• ARTICLE:
— Start —

Introduction

In this C# 3.0 Feature Focus Week we'll focus on the new language features that will be part of C# 3.0 "Orcas". As you already might know, the major innovation on Orcas is the LINQ (Language Integrated Query) technology that will make data queries a first class citizen of the language (C# 3.0 and VB 9.0). In order to unlock this potential, a set of language features were added to the language that all work in concert to enable LINQ stuff. However, all of those individual features prove to be useful in isolation as well. Later, we'll focus on LINQ itself.

— End —

According to the introduction on C# 3.0 features, why was a set of new language features added to the language? Answer in one to three sentences.

[A block of data]
— Start —

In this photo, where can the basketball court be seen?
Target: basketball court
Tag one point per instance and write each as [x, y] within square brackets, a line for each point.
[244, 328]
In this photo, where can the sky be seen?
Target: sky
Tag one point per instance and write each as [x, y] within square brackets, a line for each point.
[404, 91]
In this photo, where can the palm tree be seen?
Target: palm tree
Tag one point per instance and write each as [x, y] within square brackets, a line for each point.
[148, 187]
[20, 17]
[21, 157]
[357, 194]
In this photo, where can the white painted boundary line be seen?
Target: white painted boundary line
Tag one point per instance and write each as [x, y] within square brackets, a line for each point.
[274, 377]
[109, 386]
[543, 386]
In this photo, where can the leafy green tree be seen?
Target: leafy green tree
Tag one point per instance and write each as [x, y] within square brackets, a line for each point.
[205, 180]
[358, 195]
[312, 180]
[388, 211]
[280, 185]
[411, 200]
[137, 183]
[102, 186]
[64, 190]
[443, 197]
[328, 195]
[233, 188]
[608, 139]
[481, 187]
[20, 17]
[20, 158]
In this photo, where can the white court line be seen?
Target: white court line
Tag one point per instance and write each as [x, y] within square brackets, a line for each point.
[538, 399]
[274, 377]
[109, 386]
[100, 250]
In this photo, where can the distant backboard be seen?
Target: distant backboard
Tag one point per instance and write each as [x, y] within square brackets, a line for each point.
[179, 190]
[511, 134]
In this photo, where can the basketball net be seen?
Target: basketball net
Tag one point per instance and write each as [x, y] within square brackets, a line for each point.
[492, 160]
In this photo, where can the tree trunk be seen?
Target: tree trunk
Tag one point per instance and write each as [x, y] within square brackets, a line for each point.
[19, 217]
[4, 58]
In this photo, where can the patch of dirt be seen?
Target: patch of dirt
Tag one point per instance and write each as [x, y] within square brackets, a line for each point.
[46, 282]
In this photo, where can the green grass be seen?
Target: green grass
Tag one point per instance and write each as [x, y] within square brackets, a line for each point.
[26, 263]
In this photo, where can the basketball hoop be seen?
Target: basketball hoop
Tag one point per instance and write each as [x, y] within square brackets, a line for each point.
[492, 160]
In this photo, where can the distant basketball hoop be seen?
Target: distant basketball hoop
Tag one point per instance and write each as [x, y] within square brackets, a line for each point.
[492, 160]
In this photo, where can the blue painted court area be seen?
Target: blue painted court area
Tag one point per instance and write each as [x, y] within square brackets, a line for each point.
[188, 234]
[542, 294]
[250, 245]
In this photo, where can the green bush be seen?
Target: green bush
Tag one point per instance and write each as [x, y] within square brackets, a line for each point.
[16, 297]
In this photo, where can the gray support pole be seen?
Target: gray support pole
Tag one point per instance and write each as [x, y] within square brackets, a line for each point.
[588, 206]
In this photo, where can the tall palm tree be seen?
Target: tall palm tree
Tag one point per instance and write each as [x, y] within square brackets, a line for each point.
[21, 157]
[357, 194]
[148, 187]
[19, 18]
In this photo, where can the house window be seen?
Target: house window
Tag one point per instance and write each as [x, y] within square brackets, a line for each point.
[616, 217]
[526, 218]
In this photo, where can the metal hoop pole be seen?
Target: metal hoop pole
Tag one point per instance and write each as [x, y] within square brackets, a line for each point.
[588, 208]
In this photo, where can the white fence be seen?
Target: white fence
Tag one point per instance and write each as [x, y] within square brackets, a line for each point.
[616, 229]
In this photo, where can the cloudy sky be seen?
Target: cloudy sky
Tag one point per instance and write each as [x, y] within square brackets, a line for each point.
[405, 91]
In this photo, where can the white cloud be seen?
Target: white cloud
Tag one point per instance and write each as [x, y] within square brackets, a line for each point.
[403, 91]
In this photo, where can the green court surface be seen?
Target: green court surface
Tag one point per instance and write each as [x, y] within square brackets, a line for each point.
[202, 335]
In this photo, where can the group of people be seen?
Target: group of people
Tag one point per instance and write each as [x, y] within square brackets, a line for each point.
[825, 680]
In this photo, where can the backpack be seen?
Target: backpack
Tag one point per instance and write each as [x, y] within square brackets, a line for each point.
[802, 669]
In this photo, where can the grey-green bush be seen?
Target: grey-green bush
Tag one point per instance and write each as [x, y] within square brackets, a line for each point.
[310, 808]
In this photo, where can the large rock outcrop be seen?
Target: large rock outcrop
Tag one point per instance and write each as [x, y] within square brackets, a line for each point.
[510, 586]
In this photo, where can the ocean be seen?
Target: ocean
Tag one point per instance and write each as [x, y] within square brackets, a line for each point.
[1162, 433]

— End —

• SOLUTION TO THIS PROBLEM: The features were added to unlock the potential of LINQ (Language Integrated Query), which makes data queries a first-class citizen of C# 3.0 and VB 9.0. They all work in concert to enable LINQ, though each one also proves useful in isolation.